What to produce:
Your answer is the lines below, exactly, from the one that contains "Could you please indicate the red" through the one that contains "Could you please indicate the concrete", both included.

Records excerpted from a collection:

==*==

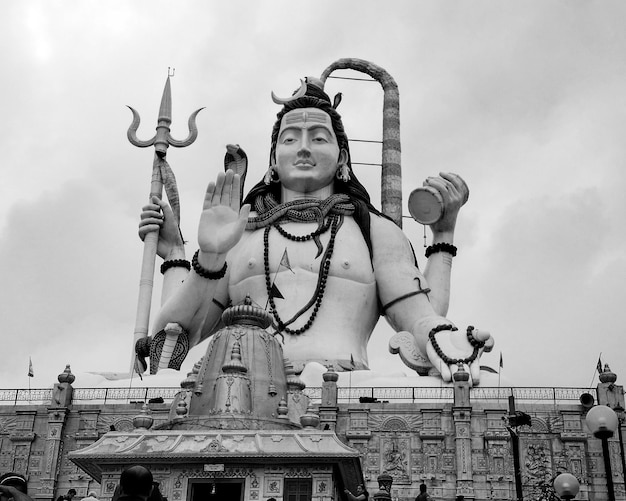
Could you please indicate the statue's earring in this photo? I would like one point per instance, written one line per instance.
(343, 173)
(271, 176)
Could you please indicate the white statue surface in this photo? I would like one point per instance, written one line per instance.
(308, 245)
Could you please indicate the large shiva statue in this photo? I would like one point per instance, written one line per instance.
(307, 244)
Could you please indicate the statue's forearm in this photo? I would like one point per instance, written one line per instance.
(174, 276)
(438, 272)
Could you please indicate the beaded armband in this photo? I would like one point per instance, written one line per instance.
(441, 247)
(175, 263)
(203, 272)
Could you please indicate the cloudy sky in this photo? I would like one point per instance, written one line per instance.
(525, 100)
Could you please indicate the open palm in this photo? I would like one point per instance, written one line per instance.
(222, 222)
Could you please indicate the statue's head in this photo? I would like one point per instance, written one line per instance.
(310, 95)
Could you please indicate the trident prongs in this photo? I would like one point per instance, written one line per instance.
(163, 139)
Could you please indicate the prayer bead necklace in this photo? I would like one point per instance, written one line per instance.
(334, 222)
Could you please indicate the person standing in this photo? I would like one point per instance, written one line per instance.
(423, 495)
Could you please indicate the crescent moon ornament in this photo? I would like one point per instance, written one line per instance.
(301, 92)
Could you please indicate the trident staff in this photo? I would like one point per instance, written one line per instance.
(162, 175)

==*==

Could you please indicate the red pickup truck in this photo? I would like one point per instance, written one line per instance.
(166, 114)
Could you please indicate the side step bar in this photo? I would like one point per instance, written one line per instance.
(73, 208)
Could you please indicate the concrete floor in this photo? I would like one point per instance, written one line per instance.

==*==

Problem solution:
Could you please indicate the red pickup truck in this photo? I would like one point per instance, written one line per instance.
(166, 114)
Could you please indicate the side step bar in this photo? I would like one point per instance, written one line per instance.
(73, 208)
Could you please indicate the concrete floor in this photo? I would like one point per instance, written one line per instance.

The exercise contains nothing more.